PASSAGE TO READ
--- START ---

The World Health Organization (WHO), like many other organisations around the world, has recognised the need to use more rigorous processes to ensure that health care recommendations are informed by the best available research evidence. This is the eighth of a series of 16 reviews that have been prepared as background for advice from the WHO Advisory Committee on Health Research to WHO on how to achieve this.

A summary of the best available research evidence is essential, though not sufficient to inform recommendations. To reduce the risk of bias and errors that occur by chance, and to facilitate critical appraisal of syntheses of evidence, reviews should be systematic and should explicitly report the methods that were used [1]. However, systematic reviews require resources, take time, and may not always be warranted or possible. Moreover, unnecessary duplication of systematic reviews should be avoided, given the large unmet need for systematic reviews of a wide range of questions and the need to keep reviews up-to-date [2, 3].

The first step in considering the needs for systematic reviews to inform recommendations is to critically appraise existing reviews to determine if they provide an adequate summary of the relevant evidence that is needed, particularly evidence of the effects of the different options (interventions) that are being considered. If they do not, consideration must then be given to whether a new review should be undertaken and how best to obtain a new review. Once an adequate summary of the evidence is available, consideration must be given to how best to present that information to the group of people who will consider that evidence, together with other evidence and judgements, to develop recommendations. In addition, consideration needs to be given to the additional information that is needed and how that should be summarised and presented.

In this paper we address the following questions:

  • How should existing systematic reviews be critically appraised and used?

  • When and how should WHO undertake or commission new reviews?

  • How should the findings of systematic reviews be summarised and presented to committees responsible for making recommendations?

  • What additional information is needed to inform recommendations and how should this information be synthesised with information about effects and presented to committees?

Related questions on priority setting for guidelines or recommendations and reporting of guidelines are addressed in other papers in this series [4, 5].

What WHO is doing now

Of 62 WHO documents that were indexed as guidelines in 2005, only two reported a systematic review and less than 40% included references [6]. Although it is possible that systematic reviews are being used and this is not being reported, this is unlikely. With some notable exceptions, for the most part recommendations are currently being made without adequate use of existing systematic reviews and systematic reviews are rarely being undertaken or commissioned by WHO committees that make recommendations. However, the situation may be somewhat better than what is reported in published guidelines. When asked about the use of evidence of effects specifically in an interview study [7], many departments reported using background documents. These were reported to have been prepared in a variety of ways, including as unpublished working papers, documents similar to those used by the Scottish Intercollegiate Guidelines Network (SIGN), and documents prepared by the participating experts. Only two departments reported using systematic reviews specifically, while several others reported using systematic reviews along with a range of other documents. Others reported leaving the use of evidence up to the experts, a lack of documentation, evidence of effects not being relevant for some recommendations, and using a mixture of "epidemiological data, trial data, opinions based on logical reasoning (common sense) and clinical experience."

--- END ---

REQUIRED WORK
• 1. In the passage on WHO and systematic reviews, rewrite the part that opens with the words "A summary of" and ends with "up-to-date [2, 3].", changing "critical appraisal" to "careful evaluation".
• 2. In the passage on WHO and systematic reviews, how many of the 62 WHO documents indexed as guidelines in 2005 reported a systematic review?
The lines after this come from a separate source.

DATASET EXTRACT
--- START ---

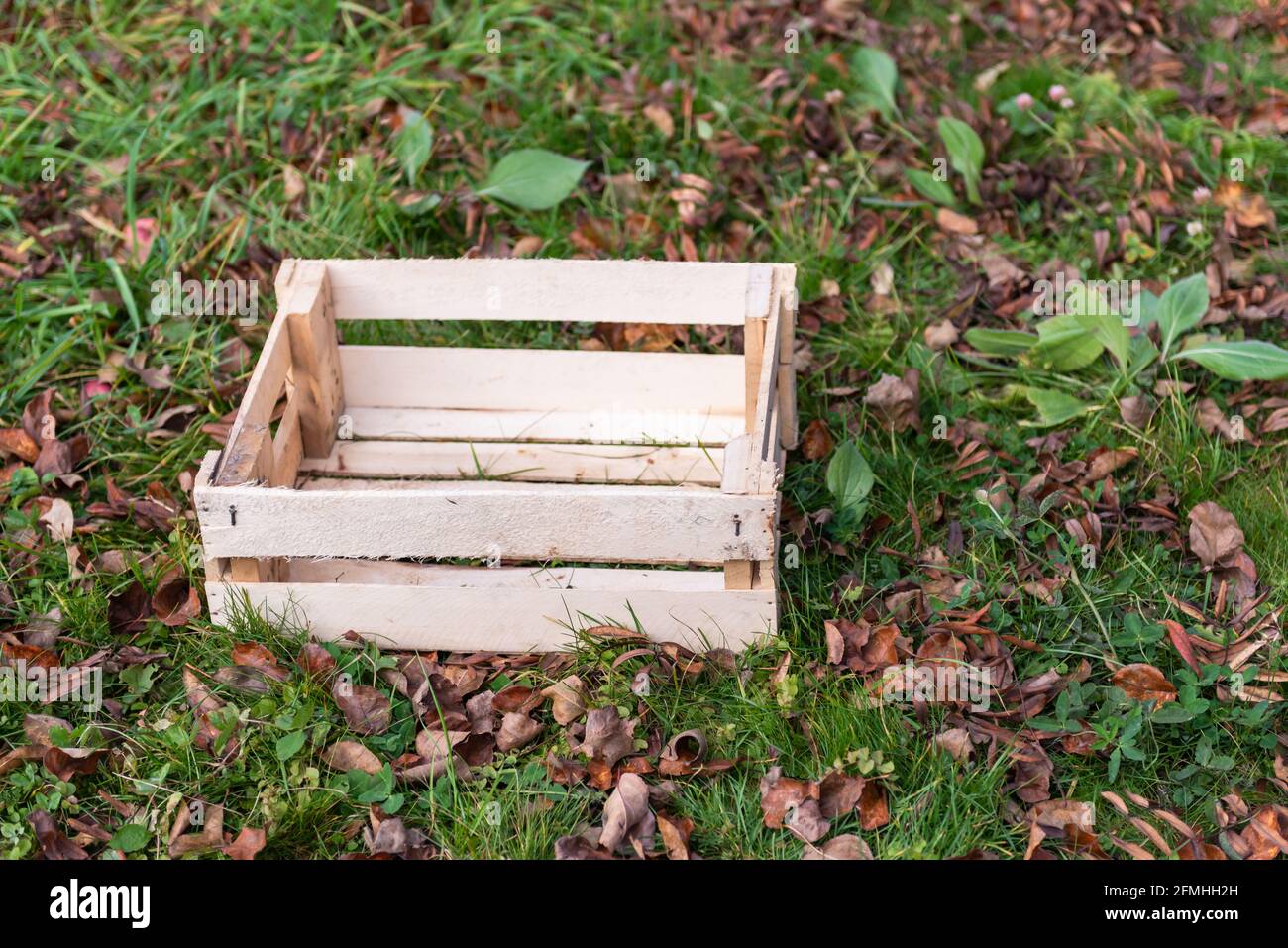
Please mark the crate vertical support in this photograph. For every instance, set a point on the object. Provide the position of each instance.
(314, 356)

--- END ---

RESPONSES TO THE EXERCISE
• 1.
A summary of the best available research evidence is essential, though not sufficient to inform recommendations. To reduce the risk of bias and errors that occur by chance, and to facilitate careful evaluation of syntheses of evidence, reviews should be systematic and should explicitly report the methods that were used [1]. However, systematic reviews require resources, take time, and may not always be warranted or possible. Moreover, unnecessary duplication of systematic reviews should be avoided, given the large unmet need for systematic reviews of a wide range of questions and the need to keep reviews up-to-date [2, 3].

• 2. Two.